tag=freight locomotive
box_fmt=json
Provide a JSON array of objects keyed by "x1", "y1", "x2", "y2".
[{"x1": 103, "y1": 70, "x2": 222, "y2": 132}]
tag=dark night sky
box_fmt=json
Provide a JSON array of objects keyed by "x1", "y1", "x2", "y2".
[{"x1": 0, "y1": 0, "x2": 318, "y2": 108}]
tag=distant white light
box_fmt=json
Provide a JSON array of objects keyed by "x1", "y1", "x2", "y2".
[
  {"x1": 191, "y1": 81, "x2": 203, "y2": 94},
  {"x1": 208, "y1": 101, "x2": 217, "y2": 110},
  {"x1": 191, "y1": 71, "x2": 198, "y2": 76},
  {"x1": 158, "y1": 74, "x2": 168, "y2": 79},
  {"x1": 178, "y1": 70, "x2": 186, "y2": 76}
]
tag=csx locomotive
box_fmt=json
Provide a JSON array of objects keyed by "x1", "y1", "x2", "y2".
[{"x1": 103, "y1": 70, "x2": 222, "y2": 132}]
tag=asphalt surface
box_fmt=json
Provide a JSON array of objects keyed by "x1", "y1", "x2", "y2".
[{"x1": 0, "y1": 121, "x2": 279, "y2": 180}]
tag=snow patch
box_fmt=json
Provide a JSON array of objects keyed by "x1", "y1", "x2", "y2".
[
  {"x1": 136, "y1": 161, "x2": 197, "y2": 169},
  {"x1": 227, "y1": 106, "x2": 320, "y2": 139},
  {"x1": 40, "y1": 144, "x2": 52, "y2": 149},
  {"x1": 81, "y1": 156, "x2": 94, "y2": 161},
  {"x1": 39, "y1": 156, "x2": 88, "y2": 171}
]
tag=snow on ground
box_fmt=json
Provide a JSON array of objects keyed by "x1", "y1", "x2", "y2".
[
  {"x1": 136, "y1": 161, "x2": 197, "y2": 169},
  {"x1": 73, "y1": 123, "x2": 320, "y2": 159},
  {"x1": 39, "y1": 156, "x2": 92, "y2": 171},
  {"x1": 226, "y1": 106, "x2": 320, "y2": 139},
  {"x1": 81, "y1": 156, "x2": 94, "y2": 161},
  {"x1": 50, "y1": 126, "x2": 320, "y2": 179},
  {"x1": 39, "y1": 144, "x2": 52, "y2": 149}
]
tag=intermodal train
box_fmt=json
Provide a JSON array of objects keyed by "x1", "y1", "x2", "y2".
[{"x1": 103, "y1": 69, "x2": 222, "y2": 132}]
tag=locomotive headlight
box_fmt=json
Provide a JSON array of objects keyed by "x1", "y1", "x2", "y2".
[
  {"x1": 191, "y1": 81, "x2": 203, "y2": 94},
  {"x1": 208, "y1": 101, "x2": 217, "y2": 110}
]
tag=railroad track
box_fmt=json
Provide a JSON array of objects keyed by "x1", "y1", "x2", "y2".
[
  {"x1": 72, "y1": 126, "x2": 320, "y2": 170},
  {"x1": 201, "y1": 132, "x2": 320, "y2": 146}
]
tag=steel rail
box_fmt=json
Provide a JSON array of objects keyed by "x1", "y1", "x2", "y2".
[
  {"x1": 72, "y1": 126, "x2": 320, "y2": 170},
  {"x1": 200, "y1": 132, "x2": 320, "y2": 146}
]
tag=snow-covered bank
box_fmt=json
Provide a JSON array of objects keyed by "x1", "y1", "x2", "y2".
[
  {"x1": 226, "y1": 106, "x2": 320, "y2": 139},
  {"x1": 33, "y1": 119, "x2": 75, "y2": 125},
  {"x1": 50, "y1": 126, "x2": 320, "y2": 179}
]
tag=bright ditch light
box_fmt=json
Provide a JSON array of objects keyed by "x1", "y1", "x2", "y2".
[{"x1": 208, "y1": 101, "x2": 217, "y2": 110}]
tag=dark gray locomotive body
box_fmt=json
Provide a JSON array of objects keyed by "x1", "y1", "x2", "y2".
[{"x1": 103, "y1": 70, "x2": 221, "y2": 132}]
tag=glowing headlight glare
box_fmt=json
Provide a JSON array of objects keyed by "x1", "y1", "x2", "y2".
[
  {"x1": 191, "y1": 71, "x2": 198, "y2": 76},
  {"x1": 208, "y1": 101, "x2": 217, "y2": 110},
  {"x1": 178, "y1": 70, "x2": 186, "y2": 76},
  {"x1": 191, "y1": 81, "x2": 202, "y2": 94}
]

* * * * *

» **Work to do**: Rewrite all of the data above, replacing every occurrence of "locomotive" with "engine" and leaving everything else unchanged.

» **Output of the exercise**:
tag=freight engine
box_fmt=json
Provide a JSON array of objects keyed by "x1", "y1", "x2", "y2".
[{"x1": 103, "y1": 70, "x2": 222, "y2": 132}]
tag=dark night sky
box_fmt=json
Provide a JSON array of objects keyed by "x1", "y1", "x2", "y2".
[{"x1": 0, "y1": 0, "x2": 318, "y2": 108}]
tag=distant white light
box_fmt=json
Provide a JSON array of objects keyed by "x1", "y1", "x2", "y2".
[
  {"x1": 191, "y1": 81, "x2": 203, "y2": 94},
  {"x1": 208, "y1": 101, "x2": 217, "y2": 110},
  {"x1": 191, "y1": 71, "x2": 198, "y2": 76},
  {"x1": 158, "y1": 74, "x2": 168, "y2": 79},
  {"x1": 178, "y1": 70, "x2": 186, "y2": 76}
]
tag=csx engine
box_fmt=json
Provide a JSON array of objects keyed by "x1", "y1", "x2", "y2".
[{"x1": 103, "y1": 70, "x2": 222, "y2": 132}]
tag=asphalt surface
box_fmt=json
Provide a JSON array of objects keyed by "x1", "y1", "x2", "y2".
[{"x1": 0, "y1": 121, "x2": 279, "y2": 180}]
tag=snow patch
box_fmt=json
Provide a JSON array of objects keyed by "x1", "y1", "x2", "y2".
[
  {"x1": 136, "y1": 161, "x2": 197, "y2": 169},
  {"x1": 227, "y1": 106, "x2": 320, "y2": 139},
  {"x1": 40, "y1": 144, "x2": 52, "y2": 149},
  {"x1": 81, "y1": 156, "x2": 94, "y2": 161},
  {"x1": 39, "y1": 156, "x2": 88, "y2": 171}
]
tag=snow on ground
box_fmt=json
Provide a JSON array of objects keyed by "x1", "y1", "x2", "y2".
[
  {"x1": 136, "y1": 161, "x2": 197, "y2": 169},
  {"x1": 73, "y1": 123, "x2": 320, "y2": 159},
  {"x1": 39, "y1": 156, "x2": 92, "y2": 171},
  {"x1": 226, "y1": 106, "x2": 320, "y2": 139},
  {"x1": 81, "y1": 156, "x2": 94, "y2": 161},
  {"x1": 50, "y1": 126, "x2": 320, "y2": 179},
  {"x1": 39, "y1": 144, "x2": 52, "y2": 149}
]
tag=intermodal train
box_fmt=json
Provide a JSON array of objects keyed by "x1", "y1", "x2", "y2".
[{"x1": 103, "y1": 69, "x2": 222, "y2": 132}]
tag=engine headlight
box_fmt=json
Provide a JSON array of objects keyed by "x1", "y1", "x2", "y2".
[
  {"x1": 191, "y1": 81, "x2": 203, "y2": 94},
  {"x1": 208, "y1": 101, "x2": 217, "y2": 110}
]
tag=railroad track
box_fmt=json
Provide a JSON array of objects keyed by "x1", "y1", "x2", "y2".
[
  {"x1": 72, "y1": 126, "x2": 320, "y2": 170},
  {"x1": 201, "y1": 132, "x2": 320, "y2": 146}
]
tag=steel rail
box_fmt=json
Provide a JSON array of objects keyed by "x1", "y1", "x2", "y2".
[
  {"x1": 72, "y1": 126, "x2": 320, "y2": 170},
  {"x1": 200, "y1": 132, "x2": 320, "y2": 146}
]
tag=snow-covered bank
box_fmt=json
Provide a JSON array of objects keyed by "x1", "y1", "x2", "y2".
[
  {"x1": 226, "y1": 106, "x2": 320, "y2": 139},
  {"x1": 33, "y1": 119, "x2": 75, "y2": 125},
  {"x1": 50, "y1": 126, "x2": 320, "y2": 179}
]
tag=bright ditch light
box_fmt=json
Provide a JSON array of objects keyed by "x1", "y1", "x2", "y2".
[{"x1": 208, "y1": 101, "x2": 217, "y2": 110}]
tag=dark gray engine body
box_fmt=json
Provide a JSON array of objects keyed by "x1", "y1", "x2", "y2".
[{"x1": 103, "y1": 70, "x2": 221, "y2": 132}]
tag=glowing headlight glare
box_fmt=json
Provide a JSON array of objects keyed by "x1", "y1", "x2", "y2".
[
  {"x1": 191, "y1": 71, "x2": 198, "y2": 76},
  {"x1": 208, "y1": 101, "x2": 217, "y2": 110},
  {"x1": 178, "y1": 70, "x2": 186, "y2": 76},
  {"x1": 191, "y1": 81, "x2": 202, "y2": 94}
]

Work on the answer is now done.